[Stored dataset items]
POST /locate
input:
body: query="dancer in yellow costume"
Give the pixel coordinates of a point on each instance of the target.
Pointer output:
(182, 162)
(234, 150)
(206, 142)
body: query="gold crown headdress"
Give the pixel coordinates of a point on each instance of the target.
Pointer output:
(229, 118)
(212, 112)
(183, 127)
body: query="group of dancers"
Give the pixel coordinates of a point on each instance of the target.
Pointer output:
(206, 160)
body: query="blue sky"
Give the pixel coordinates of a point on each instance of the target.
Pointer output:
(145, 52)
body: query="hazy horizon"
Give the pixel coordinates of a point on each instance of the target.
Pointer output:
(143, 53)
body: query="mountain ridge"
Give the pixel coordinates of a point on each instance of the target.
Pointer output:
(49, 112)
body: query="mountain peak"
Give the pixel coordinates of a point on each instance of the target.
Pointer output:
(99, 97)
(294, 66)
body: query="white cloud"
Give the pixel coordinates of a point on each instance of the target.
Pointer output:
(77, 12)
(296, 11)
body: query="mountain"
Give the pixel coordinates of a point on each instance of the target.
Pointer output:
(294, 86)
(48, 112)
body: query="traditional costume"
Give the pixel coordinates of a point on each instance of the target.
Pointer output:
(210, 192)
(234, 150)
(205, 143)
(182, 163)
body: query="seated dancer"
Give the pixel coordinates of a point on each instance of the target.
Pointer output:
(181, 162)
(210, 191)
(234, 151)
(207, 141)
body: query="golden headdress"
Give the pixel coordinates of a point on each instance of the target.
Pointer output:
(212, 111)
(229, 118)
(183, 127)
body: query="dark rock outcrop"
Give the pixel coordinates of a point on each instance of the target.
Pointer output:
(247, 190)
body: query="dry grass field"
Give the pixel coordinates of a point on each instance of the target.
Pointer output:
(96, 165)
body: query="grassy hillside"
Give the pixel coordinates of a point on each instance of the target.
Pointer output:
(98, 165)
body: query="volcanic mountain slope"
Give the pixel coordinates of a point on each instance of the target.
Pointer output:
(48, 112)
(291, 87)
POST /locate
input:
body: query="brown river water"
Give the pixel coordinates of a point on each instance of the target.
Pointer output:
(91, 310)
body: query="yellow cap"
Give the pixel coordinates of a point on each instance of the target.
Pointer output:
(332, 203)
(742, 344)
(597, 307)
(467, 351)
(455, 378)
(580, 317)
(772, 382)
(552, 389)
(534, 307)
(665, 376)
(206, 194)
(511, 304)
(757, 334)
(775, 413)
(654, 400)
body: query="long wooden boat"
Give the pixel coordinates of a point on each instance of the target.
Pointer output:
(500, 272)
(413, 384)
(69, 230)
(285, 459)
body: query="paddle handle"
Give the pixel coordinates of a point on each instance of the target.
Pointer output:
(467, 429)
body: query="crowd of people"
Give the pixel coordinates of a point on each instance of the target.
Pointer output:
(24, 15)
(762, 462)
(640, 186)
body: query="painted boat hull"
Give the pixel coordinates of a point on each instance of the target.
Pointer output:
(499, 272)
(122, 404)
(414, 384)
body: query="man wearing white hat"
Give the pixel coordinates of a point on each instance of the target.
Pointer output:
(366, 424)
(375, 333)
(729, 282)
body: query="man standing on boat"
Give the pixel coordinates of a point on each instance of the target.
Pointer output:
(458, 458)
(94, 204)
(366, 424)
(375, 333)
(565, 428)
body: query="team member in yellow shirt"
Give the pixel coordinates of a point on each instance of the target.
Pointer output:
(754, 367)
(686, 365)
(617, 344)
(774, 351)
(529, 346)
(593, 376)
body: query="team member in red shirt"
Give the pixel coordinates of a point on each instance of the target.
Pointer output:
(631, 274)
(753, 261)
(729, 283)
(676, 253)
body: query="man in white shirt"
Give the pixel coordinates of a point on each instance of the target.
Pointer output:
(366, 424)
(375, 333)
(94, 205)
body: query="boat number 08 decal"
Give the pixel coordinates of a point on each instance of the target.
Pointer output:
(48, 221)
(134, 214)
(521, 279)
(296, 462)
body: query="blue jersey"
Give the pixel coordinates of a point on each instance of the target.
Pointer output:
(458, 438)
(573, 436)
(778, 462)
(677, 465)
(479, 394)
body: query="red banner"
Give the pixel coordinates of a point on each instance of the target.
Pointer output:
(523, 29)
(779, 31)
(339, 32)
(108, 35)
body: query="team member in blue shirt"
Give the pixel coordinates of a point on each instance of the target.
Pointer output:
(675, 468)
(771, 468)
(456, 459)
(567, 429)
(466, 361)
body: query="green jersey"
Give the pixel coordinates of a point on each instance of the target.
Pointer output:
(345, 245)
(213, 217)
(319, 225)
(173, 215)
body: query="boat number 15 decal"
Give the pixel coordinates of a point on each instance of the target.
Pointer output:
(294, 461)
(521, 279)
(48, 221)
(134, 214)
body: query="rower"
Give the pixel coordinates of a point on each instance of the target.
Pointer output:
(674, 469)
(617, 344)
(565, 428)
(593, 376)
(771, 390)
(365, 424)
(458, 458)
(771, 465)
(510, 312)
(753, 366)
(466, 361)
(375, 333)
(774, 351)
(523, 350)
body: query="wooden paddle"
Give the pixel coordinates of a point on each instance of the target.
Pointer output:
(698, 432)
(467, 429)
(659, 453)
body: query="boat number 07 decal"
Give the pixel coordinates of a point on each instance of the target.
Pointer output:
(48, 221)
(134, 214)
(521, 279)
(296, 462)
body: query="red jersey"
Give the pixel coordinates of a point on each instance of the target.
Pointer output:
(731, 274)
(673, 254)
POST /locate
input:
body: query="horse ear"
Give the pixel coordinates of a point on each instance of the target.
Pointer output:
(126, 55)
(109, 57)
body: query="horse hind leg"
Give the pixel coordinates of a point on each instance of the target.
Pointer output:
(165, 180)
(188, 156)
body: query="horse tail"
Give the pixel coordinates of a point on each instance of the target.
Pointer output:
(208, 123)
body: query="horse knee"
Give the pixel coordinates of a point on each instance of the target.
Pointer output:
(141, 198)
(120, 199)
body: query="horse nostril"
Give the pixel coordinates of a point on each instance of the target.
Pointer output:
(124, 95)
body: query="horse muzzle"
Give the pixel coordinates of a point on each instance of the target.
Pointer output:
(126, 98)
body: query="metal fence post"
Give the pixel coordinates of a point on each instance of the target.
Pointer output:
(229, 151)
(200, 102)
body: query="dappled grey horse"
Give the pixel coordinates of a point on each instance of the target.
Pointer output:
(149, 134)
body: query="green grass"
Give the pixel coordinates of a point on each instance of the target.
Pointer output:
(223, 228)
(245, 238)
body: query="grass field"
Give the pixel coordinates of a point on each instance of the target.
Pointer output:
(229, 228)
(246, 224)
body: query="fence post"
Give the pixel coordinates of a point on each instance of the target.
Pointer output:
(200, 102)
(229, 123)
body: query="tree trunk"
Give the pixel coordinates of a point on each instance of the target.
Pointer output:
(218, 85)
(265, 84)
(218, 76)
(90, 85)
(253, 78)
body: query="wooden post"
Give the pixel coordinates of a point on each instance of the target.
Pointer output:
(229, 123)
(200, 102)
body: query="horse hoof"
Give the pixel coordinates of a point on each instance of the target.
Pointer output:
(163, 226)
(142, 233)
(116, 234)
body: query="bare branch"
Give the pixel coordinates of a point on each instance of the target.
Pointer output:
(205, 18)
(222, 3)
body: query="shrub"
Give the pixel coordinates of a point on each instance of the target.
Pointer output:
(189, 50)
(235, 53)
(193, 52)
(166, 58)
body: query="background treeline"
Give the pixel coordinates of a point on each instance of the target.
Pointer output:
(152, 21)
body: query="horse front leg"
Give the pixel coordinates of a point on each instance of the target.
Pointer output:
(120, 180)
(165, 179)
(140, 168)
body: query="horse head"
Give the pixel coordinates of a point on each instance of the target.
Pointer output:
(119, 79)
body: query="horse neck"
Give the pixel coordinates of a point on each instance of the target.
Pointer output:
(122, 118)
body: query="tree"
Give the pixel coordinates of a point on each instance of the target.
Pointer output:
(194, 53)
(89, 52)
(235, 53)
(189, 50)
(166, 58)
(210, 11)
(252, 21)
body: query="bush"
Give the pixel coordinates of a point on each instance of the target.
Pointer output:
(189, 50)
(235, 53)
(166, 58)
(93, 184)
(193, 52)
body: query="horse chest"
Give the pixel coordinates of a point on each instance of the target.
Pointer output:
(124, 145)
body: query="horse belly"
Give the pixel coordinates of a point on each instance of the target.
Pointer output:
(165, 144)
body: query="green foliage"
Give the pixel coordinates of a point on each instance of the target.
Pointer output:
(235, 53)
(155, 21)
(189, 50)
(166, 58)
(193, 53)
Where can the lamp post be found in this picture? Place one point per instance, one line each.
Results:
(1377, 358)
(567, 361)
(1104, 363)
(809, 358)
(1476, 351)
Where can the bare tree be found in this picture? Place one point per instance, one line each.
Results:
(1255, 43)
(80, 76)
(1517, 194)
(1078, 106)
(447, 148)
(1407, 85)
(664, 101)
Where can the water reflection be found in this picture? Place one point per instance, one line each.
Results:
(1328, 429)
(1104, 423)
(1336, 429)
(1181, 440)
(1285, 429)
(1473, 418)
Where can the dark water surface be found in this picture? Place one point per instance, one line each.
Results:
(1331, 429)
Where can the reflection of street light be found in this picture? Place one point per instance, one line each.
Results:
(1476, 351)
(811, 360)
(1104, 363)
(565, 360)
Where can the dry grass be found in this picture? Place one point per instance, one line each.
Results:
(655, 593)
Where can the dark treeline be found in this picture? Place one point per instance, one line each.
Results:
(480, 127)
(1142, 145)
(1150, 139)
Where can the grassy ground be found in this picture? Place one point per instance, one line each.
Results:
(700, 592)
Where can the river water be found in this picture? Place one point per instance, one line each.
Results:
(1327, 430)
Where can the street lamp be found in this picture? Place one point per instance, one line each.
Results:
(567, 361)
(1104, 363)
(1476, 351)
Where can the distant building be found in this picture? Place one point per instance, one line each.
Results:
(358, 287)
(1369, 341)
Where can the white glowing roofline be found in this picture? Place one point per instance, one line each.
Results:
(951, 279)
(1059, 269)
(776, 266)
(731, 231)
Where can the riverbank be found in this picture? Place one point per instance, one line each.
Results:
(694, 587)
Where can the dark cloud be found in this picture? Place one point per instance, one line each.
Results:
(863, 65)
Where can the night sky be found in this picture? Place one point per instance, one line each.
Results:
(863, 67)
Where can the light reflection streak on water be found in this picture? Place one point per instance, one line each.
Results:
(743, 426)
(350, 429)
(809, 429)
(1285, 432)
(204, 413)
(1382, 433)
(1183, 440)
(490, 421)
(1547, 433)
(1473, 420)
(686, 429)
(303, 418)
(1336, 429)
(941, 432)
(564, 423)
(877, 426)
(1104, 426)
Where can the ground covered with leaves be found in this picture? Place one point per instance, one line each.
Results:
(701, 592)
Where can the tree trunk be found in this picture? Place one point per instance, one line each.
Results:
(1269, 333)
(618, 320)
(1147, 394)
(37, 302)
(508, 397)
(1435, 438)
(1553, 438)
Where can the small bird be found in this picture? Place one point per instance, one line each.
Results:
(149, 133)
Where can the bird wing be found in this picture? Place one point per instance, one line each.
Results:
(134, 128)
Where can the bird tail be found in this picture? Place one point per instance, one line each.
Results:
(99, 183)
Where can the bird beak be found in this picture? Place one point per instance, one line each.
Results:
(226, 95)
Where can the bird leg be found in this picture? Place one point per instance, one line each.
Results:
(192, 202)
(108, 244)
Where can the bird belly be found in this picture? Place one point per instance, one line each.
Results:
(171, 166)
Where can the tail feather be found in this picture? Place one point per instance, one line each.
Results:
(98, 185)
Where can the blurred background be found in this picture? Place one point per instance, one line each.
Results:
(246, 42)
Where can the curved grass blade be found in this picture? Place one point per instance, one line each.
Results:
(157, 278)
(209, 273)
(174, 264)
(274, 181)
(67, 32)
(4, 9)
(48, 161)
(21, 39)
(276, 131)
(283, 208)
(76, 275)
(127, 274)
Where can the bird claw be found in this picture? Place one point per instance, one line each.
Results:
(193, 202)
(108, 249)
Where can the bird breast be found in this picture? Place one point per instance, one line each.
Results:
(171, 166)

Action item: Extract exactly and only the lines above from the line containing "Where can the bird wing" through the line containing "Where can the curved", both end lines included.

Result of this exercise:
Where can the bird wing be found in this picture? Place one point per instance, one line each.
Results:
(134, 128)
Where can the bird tail be found in this picture? Place one point per instance, one line each.
Results:
(99, 183)
Where can the bird beak be found in this picture? Place one point per instance, one line each.
Results:
(226, 95)
Where can the bird leg be found in this picture? Place one point per instance, one line each.
Results:
(192, 202)
(108, 244)
Where can the bird belly be found in this picture? Place one point per instance, one line each.
Results:
(171, 166)
Where can the tail feather be found in this picture? Place one point per instance, one line each.
Results:
(98, 185)
Where can the blurred background be found in this picture? Place one point per instance, one line each.
Results:
(246, 42)
Where can the curved grass blade be found in this picture? Place one point per instance, one line each.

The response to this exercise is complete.